Exercise aim. Repeat the whole listing below, word for word.

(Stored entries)

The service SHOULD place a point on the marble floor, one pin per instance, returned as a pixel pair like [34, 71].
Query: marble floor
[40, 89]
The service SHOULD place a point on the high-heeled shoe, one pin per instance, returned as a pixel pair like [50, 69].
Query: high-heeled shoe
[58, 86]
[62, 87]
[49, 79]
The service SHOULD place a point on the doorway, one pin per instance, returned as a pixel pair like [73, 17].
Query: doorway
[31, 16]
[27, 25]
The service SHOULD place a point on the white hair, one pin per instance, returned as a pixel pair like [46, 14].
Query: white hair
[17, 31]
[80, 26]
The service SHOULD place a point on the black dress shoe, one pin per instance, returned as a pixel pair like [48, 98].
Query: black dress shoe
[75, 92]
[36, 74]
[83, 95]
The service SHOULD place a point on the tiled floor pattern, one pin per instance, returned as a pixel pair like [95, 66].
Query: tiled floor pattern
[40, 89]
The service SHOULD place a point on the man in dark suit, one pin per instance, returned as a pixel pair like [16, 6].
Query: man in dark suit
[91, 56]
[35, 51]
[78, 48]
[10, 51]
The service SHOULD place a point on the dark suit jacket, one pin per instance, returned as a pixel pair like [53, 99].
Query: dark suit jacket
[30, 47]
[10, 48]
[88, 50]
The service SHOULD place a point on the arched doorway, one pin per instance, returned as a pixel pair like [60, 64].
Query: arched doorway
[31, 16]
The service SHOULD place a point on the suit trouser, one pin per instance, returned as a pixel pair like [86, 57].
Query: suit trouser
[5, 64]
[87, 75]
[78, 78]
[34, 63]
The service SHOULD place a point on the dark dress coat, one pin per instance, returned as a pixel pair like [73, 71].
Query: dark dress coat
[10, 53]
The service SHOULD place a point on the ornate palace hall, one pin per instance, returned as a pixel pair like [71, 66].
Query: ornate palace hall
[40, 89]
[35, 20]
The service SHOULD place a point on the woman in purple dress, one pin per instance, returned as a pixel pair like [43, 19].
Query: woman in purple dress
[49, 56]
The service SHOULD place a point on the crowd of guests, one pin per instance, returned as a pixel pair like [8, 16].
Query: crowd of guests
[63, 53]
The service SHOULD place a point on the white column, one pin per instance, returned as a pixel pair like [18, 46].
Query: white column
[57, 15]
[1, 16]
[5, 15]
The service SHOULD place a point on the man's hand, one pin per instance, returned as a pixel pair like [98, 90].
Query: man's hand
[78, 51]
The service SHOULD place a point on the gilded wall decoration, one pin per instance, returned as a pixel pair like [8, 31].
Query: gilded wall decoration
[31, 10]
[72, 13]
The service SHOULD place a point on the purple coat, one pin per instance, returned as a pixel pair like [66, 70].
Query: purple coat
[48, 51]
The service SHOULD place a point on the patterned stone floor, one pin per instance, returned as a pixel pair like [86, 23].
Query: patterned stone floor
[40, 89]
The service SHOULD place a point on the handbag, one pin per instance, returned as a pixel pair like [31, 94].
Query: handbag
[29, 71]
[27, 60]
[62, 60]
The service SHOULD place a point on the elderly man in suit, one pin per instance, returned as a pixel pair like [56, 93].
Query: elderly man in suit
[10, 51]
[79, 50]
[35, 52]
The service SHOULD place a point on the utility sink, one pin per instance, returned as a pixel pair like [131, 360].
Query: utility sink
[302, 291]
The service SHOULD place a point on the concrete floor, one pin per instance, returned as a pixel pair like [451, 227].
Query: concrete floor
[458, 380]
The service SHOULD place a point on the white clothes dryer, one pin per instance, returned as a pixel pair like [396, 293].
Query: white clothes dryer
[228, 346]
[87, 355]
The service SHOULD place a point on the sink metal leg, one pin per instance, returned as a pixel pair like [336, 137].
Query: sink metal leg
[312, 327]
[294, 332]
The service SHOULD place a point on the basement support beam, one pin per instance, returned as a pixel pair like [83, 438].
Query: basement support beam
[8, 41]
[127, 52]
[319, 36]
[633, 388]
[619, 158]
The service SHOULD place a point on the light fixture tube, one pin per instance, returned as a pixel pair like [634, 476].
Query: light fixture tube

Response for this exercise.
The service SHOULD place a point on the marble floor, one pin per instance, returned as a pixel pair like [34, 71].
Query: marble floor
[40, 89]
The service SHOULD place a point on the high-heeled shoe, one pin per instance, returned as a pixel pair like [50, 69].
Query: high-heeled shoe
[58, 86]
[62, 87]
[49, 79]
The service SHOULD place a point on the doorway, one pin per instance, returned as a pixel pair like [73, 17].
Query: doorway
[31, 16]
[27, 25]
The service SHOULD place a point on the white hair, one pin per instance, returned as a pixel pair like [46, 14].
Query: white hair
[17, 31]
[80, 26]
The service SHOULD place a point on the black dress shoe, one pin per instance, returned as a pixel pair like [48, 98].
Query: black dress shoe
[75, 92]
[36, 74]
[83, 95]
The service SHOULD place a point on the tiled floor pattern, one pin per instance, returned as a pixel pair like [95, 66].
Query: tiled floor pattern
[40, 89]
The service SHOULD place a point on the man in dark suit, one pin per instance, returned as a pixel pair like [16, 6].
Query: man in dark suit
[91, 56]
[35, 51]
[78, 48]
[10, 51]
The service SHOULD place a point on the dark suit jacket, one pin per instance, returned as a pixel pair like [53, 99].
Query: dark suit jacket
[30, 47]
[10, 48]
[88, 50]
The service SHOULD place a point on the arched doorway, one pin per instance, returned as a pixel pair like [60, 64].
Query: arched doorway
[31, 16]
The service SHOULD place a point on the suit trouser, one pin per instance, returned as a pixel pair like [86, 57].
Query: suit trouser
[5, 64]
[87, 75]
[78, 78]
[34, 63]
The service SHOULD place a point on the dark dress coat, one pin per instance, returned as a pixel pair like [73, 71].
Query: dark dress coat
[10, 53]
The service SHOULD place a point on the ornate palace hall, one pin per instance, returned as a pixel pair like [71, 66].
Query: ornate palace hall
[40, 89]
[35, 20]
The service SHOULD place a point on the woman in purple dress, one pin per instance, returned as a pixel pair like [43, 19].
Query: woman in purple dress
[49, 56]
The service SHOULD place a point on the crowd of guests, one pin per instance, returned as a pixel pair like [8, 16].
Query: crowd of guests
[63, 53]
The service SHOULD place a point on the white column, one pin per instance, returned as a pixel pair like [18, 46].
Query: white column
[57, 15]
[1, 16]
[5, 15]
The service SHOULD place a point on the man's hand, one pin per instance, returned as a pixel pair like [98, 90].
Query: man's hand
[78, 51]
The service SHOULD place a point on the gilded wall decoration, one pin per instance, returned as a pixel pair like [8, 31].
Query: gilded wall decoration
[31, 10]
[72, 13]
The service SHOULD place a point on the purple coat, one pin per instance, returned as a pixel pair like [66, 70].
Query: purple coat
[48, 51]
The service SHOULD place a point on the patterned stone floor, one pin per instance, returned as a pixel pair like [86, 23].
Query: patterned stone floor
[40, 89]
The service SHOULD place a point on the handbag, one pin per instance, returned as a pixel pair like [31, 94].
Query: handbag
[29, 71]
[27, 60]
[62, 60]
The service SHOULD place a point on the elderly man in suit, one pin per instance, returned as a pixel pair like [56, 93].
Query: elderly man in suit
[10, 51]
[79, 50]
[35, 52]
The service SHOULD place a point on the utility sink, one pin per instance, returned as a pixel pair like [131, 360].
Query: utility sink
[302, 291]
The service SHOULD place a point on the concrete floor, one pin per instance, returned as a pixel pair like [451, 227].
Query: concrete floor
[458, 380]
The service SHOULD place a point on the white clothes dryer, one pin per instance, returned as a pixel pair like [396, 293].
Query: white clothes dryer
[228, 346]
[87, 355]
The service SHOULD place a point on the sink metal leg, one pin per instance, returned as a pixel pair like [336, 137].
Query: sink metal leg
[312, 327]
[294, 332]
The service SHOULD place a point on the basement support beam, one pin per instance, returned as a pixel pair like [83, 438].
Query: basement support beam
[8, 41]
[127, 52]
[319, 36]
[633, 388]
[619, 158]
The service SHOULD place a point on the light fixture tube, one pin per instance, returned as a pixel pair like [634, 476].
Query: light fixture tube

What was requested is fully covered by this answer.